### Data to use
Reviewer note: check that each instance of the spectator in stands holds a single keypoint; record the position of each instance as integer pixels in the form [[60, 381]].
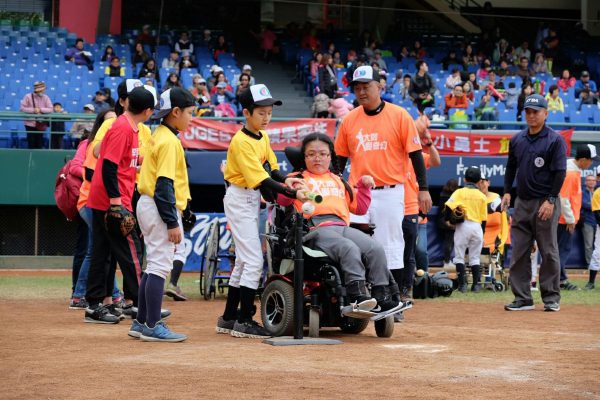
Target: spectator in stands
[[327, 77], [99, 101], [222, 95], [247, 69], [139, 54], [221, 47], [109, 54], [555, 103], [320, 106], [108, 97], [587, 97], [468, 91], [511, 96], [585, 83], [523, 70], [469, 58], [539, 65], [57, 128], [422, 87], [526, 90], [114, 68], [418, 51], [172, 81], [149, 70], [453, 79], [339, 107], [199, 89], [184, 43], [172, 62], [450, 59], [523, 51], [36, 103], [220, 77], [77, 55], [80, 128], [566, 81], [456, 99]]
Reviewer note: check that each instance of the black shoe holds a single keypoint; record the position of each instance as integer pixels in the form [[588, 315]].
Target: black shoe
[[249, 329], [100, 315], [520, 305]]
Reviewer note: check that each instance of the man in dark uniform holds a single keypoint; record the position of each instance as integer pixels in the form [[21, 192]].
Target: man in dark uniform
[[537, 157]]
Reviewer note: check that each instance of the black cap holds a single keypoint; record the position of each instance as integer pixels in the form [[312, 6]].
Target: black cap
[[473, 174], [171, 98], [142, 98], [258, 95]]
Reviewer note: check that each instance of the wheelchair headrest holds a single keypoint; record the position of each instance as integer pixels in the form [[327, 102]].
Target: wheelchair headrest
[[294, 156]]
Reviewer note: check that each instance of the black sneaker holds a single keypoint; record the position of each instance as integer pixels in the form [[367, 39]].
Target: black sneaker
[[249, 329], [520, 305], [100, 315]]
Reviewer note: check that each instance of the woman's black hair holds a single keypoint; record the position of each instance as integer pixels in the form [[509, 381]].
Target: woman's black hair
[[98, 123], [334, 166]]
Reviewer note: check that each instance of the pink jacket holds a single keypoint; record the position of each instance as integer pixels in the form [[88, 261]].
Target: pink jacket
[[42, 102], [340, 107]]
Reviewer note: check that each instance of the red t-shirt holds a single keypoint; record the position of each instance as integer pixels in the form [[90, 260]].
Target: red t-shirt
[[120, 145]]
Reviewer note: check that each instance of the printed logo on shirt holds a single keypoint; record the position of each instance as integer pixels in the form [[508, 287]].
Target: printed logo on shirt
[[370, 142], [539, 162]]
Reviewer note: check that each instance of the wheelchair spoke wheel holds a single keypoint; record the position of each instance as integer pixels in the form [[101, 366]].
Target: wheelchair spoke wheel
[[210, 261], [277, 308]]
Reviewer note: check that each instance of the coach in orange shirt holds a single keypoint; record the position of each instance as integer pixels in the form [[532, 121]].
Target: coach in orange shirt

---

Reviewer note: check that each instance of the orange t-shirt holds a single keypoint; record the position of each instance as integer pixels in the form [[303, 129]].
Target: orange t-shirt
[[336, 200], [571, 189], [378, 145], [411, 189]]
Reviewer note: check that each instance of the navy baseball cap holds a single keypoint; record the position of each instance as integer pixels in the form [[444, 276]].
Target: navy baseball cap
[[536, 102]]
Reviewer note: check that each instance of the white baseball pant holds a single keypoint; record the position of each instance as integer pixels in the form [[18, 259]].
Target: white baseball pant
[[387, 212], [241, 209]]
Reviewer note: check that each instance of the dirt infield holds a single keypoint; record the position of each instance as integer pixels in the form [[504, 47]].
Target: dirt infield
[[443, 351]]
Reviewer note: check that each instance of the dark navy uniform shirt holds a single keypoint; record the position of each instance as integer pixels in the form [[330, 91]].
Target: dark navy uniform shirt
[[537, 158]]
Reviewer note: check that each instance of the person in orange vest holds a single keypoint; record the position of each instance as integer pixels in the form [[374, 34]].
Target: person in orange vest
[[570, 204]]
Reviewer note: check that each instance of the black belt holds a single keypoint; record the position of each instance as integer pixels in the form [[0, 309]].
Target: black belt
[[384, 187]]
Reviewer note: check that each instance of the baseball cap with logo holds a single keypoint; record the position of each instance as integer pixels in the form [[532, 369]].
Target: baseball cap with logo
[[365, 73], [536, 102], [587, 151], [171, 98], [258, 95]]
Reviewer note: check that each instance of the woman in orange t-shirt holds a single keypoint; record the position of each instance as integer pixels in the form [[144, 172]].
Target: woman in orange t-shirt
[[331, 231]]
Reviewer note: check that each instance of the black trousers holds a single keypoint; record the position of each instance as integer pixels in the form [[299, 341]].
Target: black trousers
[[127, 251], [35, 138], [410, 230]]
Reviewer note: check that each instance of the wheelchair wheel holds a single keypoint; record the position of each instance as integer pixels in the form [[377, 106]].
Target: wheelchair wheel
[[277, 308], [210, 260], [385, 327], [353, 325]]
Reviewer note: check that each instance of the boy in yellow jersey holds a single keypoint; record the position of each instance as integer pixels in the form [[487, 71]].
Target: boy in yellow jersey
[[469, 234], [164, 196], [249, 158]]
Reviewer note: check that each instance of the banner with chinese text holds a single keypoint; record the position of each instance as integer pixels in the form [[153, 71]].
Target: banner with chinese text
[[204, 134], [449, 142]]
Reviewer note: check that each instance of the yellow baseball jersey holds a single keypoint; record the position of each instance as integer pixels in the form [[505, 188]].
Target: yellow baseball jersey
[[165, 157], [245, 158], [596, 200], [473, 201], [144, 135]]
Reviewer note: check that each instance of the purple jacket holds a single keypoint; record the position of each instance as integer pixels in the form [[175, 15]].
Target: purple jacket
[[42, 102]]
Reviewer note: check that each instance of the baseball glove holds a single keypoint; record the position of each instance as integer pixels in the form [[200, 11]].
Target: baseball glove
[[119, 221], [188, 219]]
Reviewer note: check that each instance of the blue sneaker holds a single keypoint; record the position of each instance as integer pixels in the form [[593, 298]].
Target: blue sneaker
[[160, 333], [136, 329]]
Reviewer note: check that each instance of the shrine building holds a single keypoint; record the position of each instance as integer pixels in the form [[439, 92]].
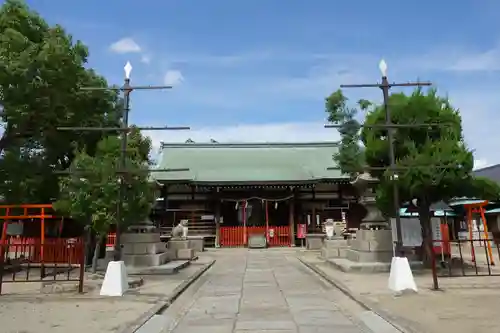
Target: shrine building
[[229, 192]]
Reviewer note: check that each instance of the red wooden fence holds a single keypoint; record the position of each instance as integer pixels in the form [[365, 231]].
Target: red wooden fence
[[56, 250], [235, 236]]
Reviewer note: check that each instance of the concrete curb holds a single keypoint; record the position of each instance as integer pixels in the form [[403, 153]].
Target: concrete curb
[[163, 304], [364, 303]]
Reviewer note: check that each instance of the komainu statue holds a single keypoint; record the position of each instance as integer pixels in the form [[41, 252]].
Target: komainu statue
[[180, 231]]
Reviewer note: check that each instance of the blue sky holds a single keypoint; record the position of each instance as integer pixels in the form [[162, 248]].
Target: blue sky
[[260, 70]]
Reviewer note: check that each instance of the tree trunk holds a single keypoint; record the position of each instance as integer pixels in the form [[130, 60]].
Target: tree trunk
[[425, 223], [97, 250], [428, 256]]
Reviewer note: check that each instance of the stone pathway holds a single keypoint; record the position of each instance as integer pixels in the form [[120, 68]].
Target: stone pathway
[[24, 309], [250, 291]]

...

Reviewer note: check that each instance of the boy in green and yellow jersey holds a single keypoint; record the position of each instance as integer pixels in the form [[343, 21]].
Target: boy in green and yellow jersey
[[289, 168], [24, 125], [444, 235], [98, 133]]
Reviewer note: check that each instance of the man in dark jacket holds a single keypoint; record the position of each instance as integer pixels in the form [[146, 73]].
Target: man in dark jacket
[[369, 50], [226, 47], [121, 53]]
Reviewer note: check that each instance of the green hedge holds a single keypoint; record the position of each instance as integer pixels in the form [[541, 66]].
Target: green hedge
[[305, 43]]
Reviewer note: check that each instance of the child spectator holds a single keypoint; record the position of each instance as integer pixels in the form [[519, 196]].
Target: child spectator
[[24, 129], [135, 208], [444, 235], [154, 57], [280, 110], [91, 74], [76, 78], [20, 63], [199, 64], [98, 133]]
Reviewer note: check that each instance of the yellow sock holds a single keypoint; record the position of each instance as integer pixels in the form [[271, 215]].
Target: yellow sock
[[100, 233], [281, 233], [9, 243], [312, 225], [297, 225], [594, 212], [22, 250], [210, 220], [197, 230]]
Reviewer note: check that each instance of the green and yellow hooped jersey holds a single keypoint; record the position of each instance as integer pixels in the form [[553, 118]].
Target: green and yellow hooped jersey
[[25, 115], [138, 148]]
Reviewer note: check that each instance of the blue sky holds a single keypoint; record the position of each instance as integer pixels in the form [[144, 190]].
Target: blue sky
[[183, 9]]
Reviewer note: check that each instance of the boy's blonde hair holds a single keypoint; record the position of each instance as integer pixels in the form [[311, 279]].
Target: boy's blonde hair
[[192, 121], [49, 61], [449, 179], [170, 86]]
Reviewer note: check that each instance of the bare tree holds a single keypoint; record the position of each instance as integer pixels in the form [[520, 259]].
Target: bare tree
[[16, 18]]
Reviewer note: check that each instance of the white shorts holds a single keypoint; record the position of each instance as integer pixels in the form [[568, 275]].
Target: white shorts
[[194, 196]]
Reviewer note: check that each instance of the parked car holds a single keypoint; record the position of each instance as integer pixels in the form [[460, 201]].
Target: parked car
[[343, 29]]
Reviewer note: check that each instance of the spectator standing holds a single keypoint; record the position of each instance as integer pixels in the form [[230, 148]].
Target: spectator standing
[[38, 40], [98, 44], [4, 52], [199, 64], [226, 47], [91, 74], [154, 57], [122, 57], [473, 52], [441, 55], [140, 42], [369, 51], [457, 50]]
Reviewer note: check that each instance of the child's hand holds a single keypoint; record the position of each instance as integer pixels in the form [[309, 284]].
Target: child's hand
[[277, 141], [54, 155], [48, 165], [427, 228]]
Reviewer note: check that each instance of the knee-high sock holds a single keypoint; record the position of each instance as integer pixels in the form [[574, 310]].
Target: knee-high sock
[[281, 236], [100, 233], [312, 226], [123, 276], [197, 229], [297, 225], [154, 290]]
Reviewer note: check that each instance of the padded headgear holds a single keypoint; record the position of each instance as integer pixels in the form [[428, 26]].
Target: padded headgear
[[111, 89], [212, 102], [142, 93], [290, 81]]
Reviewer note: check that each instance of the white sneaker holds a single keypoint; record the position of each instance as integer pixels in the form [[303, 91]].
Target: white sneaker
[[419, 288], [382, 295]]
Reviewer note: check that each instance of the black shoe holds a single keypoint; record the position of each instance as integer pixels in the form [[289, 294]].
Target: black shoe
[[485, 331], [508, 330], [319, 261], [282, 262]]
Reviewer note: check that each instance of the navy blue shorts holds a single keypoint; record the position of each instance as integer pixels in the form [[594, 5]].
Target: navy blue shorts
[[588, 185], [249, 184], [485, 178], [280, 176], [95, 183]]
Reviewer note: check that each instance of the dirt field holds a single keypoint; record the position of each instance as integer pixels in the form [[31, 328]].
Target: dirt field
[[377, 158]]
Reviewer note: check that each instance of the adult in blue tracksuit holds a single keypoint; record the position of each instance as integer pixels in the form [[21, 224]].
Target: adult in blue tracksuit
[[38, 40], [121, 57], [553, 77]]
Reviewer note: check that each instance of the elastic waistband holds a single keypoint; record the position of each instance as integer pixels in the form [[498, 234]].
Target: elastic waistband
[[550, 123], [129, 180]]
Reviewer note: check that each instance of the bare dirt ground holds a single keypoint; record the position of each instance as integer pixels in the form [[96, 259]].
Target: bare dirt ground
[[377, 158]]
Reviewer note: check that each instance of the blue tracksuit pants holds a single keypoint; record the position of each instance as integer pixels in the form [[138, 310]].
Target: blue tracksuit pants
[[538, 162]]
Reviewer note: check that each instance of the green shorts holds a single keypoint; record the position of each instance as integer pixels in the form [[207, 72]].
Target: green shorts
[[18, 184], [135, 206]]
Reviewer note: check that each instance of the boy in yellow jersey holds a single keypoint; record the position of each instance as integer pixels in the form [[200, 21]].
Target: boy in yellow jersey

### Requirement
Copy each line of the records above that carries the word "coach".

### Answer
Reviewer note: check that each instance of the coach in orange shirt holds a single keypoint; record the position of each instance as integer pixels in the form [[532, 121]].
Target: coach in orange shirt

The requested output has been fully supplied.